[Natural-language object grounding data]
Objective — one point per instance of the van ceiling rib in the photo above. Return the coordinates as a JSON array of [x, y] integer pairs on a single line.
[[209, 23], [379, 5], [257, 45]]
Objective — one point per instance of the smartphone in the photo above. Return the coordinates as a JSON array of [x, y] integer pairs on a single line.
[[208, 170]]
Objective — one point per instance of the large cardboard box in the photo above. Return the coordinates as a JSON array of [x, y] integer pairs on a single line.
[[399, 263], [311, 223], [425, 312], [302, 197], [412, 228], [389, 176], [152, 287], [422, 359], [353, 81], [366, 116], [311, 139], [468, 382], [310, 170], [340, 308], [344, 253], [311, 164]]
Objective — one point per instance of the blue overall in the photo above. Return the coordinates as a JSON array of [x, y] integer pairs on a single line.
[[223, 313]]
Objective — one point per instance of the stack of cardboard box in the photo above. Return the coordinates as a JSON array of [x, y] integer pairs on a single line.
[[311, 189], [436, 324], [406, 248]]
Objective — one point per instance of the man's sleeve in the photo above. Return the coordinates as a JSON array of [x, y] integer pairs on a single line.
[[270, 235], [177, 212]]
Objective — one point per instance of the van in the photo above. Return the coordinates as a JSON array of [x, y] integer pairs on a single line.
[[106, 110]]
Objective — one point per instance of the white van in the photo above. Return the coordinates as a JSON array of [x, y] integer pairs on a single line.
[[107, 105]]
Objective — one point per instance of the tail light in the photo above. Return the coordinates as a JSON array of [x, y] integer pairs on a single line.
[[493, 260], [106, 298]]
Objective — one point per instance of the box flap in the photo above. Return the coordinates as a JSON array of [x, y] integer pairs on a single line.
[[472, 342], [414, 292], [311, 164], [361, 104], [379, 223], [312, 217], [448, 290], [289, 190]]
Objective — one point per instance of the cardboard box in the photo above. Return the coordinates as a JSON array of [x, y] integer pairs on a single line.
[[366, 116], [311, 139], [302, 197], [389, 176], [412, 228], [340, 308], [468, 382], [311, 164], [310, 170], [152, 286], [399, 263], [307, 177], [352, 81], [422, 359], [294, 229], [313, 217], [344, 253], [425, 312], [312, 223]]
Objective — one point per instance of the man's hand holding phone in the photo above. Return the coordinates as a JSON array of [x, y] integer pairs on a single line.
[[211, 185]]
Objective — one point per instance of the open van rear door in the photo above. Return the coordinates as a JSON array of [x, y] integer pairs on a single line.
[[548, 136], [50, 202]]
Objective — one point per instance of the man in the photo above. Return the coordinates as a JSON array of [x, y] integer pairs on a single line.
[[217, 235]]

TASK PROMPT
All of the records are to be reproduced exactly as they were given.

EXERCISE SOLUTION
Objective — one point per instance of the van ceiling rib in the photo above. Return the coordinates as a JSON array of [x, y] integer pairs on a single line.
[[209, 23], [379, 5], [257, 45]]
Objective — one point per instance of the smartphone in the photo above. Return the coordinates as a JSON array of [x, y] integer pairs on a single line.
[[208, 170]]
Objective — one point per instance of the large cardboard box in the photo above. Return the coordinates as a JSON array of [x, y] integer pairs on a single line.
[[399, 263], [311, 223], [425, 312], [302, 197], [412, 228], [389, 176], [152, 287], [422, 359], [353, 81], [366, 116], [311, 139], [468, 382], [310, 170], [340, 308], [344, 253], [311, 164]]
Objective — one point per instance of the blue overall in the photo above. Return the coordinates as a JSON array of [x, y] integer pairs on a single line.
[[223, 313]]
Objective — one point per instance of the stack of cardboard box in the photo above. Return the coordinates as a JSON array of [x, y] integer pairs on a single line.
[[311, 189], [436, 324], [406, 248]]
Objective — one point per instance of the man's sleeve in the photo above. Return the coordinates as a JSON array of [x, y] integer pairs on a single line.
[[270, 235], [177, 212]]
Objective — one point per instance of the van in the photo above. Return the coordinates as a JSON array of [x, y] integer pairs on a single line.
[[106, 110]]
Objective — one point per instance of the white van in the photo above. Return the coordinates as a JSON array of [x, y] integer pairs on a single line.
[[107, 105]]
Objective — one point per instance of the tail light in the photo above. Return the coordinates as a JSON array of [x, y] integer pairs on a single line.
[[493, 260], [106, 298]]
Objective — one point per instance of the box flap in the photo above. Return the coordinates as a JSON array of [x, y] integer pairs on a single line.
[[472, 342], [414, 292], [311, 164], [361, 104], [379, 223], [312, 217], [448, 290], [289, 190]]
Objective — one point per instance of the cardboard box in the photo above. Return the coordinates as a JSON array of [x, y] integer pairs on a single line.
[[366, 116], [311, 139], [302, 197], [389, 176], [412, 228], [340, 308], [468, 382], [311, 164], [310, 170], [152, 286], [399, 263], [307, 177], [352, 81], [422, 359], [294, 229], [313, 217], [344, 253], [425, 312], [312, 223]]
Objective — one point per instance of the man's hand holding phone in the photo above. Return the coordinates as a JSON array of [x, y] integer pairs on a single line.
[[211, 185]]
Objective — one point per instance of the open van rear door in the photo above. Return the coordinates as a JSON array of [x, y] integer pairs on a single line.
[[548, 136], [50, 202]]
Objective — one point per instance of the man in the photo above. Return the coordinates as a JSON array of [x, y] integer pairs on a single line.
[[217, 235]]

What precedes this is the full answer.